YOUR GOAL —
Please count every line of the following material that holds "ceiling" and give the total alone.

MATERIAL SUPPLIED —
####################

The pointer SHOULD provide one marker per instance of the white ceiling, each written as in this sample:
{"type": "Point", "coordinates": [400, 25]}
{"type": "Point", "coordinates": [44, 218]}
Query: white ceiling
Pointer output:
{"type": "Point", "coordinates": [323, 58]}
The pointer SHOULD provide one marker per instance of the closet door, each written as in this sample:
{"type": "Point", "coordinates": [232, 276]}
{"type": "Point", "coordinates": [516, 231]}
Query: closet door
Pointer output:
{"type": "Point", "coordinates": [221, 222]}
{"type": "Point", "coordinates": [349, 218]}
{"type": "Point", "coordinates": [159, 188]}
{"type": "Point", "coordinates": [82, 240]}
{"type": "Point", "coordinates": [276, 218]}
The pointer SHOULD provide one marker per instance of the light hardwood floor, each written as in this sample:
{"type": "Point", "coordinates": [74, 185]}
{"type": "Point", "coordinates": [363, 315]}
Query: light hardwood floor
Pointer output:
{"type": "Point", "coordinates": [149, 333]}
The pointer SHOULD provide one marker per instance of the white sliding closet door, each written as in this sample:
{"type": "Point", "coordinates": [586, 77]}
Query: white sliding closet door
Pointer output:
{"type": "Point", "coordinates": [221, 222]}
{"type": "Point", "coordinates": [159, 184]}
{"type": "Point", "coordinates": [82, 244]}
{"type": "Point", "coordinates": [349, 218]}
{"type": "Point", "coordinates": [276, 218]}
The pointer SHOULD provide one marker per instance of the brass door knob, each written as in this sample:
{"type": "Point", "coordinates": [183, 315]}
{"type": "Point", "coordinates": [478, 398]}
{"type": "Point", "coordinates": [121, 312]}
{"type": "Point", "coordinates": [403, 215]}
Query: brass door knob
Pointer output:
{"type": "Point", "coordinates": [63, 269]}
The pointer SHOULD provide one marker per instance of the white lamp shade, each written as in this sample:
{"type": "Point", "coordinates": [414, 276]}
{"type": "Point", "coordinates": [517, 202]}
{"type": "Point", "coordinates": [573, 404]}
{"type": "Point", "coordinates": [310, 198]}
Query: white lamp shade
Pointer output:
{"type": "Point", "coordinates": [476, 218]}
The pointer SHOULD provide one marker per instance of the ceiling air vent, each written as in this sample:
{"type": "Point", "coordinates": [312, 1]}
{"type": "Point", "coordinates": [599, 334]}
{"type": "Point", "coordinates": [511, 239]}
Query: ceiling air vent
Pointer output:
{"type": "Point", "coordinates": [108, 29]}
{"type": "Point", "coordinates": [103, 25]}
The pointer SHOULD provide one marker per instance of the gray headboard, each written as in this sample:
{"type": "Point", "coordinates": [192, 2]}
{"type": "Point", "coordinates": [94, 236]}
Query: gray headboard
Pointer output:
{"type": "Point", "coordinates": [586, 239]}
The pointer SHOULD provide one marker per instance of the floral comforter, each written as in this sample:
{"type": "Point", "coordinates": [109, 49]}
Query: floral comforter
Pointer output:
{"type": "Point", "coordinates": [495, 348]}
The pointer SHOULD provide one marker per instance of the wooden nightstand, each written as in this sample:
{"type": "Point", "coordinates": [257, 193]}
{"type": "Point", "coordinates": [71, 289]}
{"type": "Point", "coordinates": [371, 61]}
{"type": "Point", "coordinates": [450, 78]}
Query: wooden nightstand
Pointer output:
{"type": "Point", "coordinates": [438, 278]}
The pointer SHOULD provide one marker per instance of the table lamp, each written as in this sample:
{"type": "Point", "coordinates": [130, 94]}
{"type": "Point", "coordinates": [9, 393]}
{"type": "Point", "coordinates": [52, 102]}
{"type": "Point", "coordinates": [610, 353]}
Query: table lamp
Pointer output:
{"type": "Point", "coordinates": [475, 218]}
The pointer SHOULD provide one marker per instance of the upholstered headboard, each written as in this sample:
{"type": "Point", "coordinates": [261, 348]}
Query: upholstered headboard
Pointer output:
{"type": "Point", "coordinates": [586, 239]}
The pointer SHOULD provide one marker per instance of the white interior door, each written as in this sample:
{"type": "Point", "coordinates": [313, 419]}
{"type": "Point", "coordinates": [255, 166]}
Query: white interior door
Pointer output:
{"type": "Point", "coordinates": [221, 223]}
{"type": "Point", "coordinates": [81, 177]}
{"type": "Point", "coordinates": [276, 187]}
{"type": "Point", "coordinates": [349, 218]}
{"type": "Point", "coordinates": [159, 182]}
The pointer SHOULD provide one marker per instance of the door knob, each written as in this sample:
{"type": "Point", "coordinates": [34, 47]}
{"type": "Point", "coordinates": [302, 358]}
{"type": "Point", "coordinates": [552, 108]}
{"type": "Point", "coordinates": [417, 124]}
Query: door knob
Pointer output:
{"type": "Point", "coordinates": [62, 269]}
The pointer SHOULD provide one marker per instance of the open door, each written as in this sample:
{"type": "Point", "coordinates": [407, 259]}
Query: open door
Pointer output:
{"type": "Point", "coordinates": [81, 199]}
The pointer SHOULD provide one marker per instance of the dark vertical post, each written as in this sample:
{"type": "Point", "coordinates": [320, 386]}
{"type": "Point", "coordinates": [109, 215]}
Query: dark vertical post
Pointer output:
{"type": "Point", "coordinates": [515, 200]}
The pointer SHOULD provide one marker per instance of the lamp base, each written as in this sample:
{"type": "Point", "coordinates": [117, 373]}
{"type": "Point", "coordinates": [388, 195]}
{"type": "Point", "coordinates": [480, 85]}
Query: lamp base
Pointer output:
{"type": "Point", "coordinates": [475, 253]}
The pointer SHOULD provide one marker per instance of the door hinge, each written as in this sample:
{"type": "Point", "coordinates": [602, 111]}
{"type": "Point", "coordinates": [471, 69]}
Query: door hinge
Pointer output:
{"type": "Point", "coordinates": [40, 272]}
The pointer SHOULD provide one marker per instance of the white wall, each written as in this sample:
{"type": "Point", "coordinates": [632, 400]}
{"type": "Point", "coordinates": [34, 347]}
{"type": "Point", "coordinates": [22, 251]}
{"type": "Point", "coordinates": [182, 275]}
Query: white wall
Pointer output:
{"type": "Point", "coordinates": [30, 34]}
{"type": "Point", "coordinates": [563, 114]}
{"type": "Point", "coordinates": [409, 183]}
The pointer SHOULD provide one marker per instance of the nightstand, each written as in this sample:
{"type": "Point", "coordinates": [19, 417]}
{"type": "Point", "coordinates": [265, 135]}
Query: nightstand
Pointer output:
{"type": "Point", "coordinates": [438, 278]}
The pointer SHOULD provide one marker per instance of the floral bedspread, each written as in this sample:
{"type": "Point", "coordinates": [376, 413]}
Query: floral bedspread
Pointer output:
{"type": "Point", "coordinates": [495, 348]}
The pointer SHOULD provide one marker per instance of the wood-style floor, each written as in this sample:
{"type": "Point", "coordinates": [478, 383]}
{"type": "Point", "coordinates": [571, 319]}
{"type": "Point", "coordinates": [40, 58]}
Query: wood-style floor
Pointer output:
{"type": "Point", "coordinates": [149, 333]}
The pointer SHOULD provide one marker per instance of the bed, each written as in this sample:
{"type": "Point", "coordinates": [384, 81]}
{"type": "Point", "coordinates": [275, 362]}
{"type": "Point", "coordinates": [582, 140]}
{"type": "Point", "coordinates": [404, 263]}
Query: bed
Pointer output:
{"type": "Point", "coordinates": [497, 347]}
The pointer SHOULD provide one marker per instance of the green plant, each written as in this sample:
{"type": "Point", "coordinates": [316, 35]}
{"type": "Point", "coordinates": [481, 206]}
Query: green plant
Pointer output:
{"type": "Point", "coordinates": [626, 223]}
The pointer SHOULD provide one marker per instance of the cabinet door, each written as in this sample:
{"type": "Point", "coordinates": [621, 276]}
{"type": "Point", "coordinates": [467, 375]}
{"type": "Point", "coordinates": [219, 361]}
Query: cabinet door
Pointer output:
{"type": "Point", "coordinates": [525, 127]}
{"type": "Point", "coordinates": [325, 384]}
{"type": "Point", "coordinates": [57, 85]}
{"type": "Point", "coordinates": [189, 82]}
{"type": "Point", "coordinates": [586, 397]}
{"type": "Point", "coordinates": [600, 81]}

####################

SOLVED PROBLEM —
4